→ **Request**: Return every one of the records below word for word, line by line, without changing anything.

→ **Exercise input**:

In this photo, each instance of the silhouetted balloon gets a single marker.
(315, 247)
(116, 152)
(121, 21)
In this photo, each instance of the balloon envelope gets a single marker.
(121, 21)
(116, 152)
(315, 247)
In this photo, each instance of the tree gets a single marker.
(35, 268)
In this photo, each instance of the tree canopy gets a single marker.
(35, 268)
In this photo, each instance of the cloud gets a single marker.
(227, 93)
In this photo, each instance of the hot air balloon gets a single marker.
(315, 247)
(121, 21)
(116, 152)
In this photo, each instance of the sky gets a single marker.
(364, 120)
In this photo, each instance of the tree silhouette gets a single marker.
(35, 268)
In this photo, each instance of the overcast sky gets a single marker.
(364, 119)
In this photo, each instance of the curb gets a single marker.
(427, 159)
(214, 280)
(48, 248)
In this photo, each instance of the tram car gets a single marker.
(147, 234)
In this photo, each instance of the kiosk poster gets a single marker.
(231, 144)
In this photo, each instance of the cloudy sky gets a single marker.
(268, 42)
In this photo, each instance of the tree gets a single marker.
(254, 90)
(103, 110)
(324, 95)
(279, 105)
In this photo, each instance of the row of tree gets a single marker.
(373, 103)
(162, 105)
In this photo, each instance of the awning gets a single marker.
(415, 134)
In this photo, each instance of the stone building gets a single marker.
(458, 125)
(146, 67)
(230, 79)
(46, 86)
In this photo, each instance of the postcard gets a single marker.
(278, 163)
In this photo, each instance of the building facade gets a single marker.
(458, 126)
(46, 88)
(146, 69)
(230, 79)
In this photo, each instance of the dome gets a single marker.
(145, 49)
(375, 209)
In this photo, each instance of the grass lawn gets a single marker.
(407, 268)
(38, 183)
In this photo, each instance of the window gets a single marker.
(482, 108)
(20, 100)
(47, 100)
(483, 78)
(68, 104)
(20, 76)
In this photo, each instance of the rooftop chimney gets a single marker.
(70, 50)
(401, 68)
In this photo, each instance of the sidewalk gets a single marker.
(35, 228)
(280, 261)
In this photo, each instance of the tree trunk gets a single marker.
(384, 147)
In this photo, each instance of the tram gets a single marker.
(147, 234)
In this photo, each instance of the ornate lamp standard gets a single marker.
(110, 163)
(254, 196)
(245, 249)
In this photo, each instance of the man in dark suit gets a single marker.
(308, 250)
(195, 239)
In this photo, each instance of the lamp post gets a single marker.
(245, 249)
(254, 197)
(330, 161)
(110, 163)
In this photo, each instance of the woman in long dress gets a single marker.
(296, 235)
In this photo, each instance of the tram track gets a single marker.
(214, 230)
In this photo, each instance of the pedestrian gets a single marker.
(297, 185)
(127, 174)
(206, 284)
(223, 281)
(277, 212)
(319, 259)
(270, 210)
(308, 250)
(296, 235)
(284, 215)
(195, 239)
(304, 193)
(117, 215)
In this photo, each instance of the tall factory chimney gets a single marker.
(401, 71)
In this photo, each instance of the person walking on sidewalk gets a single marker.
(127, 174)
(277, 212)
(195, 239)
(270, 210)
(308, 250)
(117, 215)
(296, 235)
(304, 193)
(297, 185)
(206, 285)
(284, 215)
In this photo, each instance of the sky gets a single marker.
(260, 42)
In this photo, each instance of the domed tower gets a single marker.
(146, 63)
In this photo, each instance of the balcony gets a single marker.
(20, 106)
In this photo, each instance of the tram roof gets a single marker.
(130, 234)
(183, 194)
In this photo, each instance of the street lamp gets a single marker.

→ **Expected answer**:
In this photo, each instance of the silhouetted balloon gets a single marker.
(315, 247)
(116, 152)
(121, 21)
In this photo, each instance of the balloon envelope gets a single marker.
(121, 21)
(116, 152)
(315, 247)
In this photo, each instance of the tree gets a single marker.
(35, 268)
In this photo, each instance of the tree canopy gets a single marker.
(35, 268)
In this photo, each instance of the cloud gets a single marker.
(227, 93)
In this photo, each instance of the hot air balloon gets a single marker.
(315, 247)
(121, 21)
(116, 152)
In this photo, each instance of the sky gets a single marker.
(364, 120)
In this photo, each instance of the tree silhouette gets a single marker.
(35, 268)
In this photo, each instance of the overcast sky gets a single marker.
(364, 119)
In this photo, each instance of the curb gets a single marker.
(427, 159)
(214, 280)
(48, 248)
In this photo, each instance of the tram car gets a single marker.
(147, 234)
In this photo, each instance of the kiosk poster gets a single marker.
(231, 144)
In this photo, each instance of the cloudy sky gets a single marker.
(268, 42)
In this photo, each instance of the tree gets a single marker.
(254, 90)
(103, 110)
(324, 95)
(279, 105)
In this photo, each instance of the row of tree gets a single marker.
(373, 103)
(162, 105)
In this photo, each instance of the awning gets a single marker.
(415, 134)
In this photo, each instance of the stone building gets a single marker.
(458, 125)
(146, 67)
(230, 79)
(46, 86)
In this photo, each instance of the postcard gets a single marker.
(278, 163)
In this photo, each instance of the building facade gets a single marker.
(458, 126)
(46, 88)
(146, 69)
(230, 79)
In this photo, each instance of the dome gets a single marker.
(145, 49)
(375, 209)
In this photo, each instance of the grass lawn gets a single marker.
(407, 268)
(38, 183)
In this photo, each instance of the window gets a single marker.
(482, 108)
(20, 100)
(47, 100)
(483, 78)
(68, 104)
(20, 76)
In this photo, each instance of the rooftop chimney gets a single marker.
(70, 50)
(401, 68)
In this photo, each instance of the sidewalk gets a single marker.
(35, 228)
(280, 261)
In this photo, each instance of the tree trunk gets a single marker.
(384, 147)
In this photo, each instance of the tram gets a single marker.
(147, 234)
In this photo, each instance of the ornate lamp standard gets a single marker.
(110, 163)
(254, 196)
(245, 249)
In this photo, each instance of the man in dark suit gets a single marker.
(308, 250)
(195, 239)
In this photo, each instance of the lamp post gets a single marker.
(245, 249)
(254, 197)
(330, 161)
(110, 163)
In this photo, each instance of the woman in long dress gets a single marker.
(296, 235)
In this photo, each instance of the tram track gets a single marker.
(214, 230)
In this photo, each instance of the pedestrian gets a single marker.
(297, 185)
(127, 174)
(206, 284)
(223, 281)
(277, 212)
(319, 259)
(270, 210)
(308, 250)
(296, 235)
(284, 215)
(195, 239)
(304, 193)
(117, 215)
In this photo, each instance of the tall factory chimney gets a single marker.
(401, 71)
In this photo, each instance of the person walking on sidewalk gets a single marker.
(127, 174)
(277, 212)
(195, 239)
(270, 210)
(308, 250)
(117, 215)
(296, 235)
(304, 193)
(297, 185)
(206, 285)
(284, 215)
In this photo, each instance of the sky gets a single marker.
(260, 42)
In this photo, each instance of the domed tower gets a single marker.
(146, 63)
In this photo, each instance of the balcony gets a single marker.
(20, 106)
In this photo, each instance of the tram roof gets a single marker.
(130, 234)
(183, 194)
In this photo, each instance of the street lamp gets a single marker.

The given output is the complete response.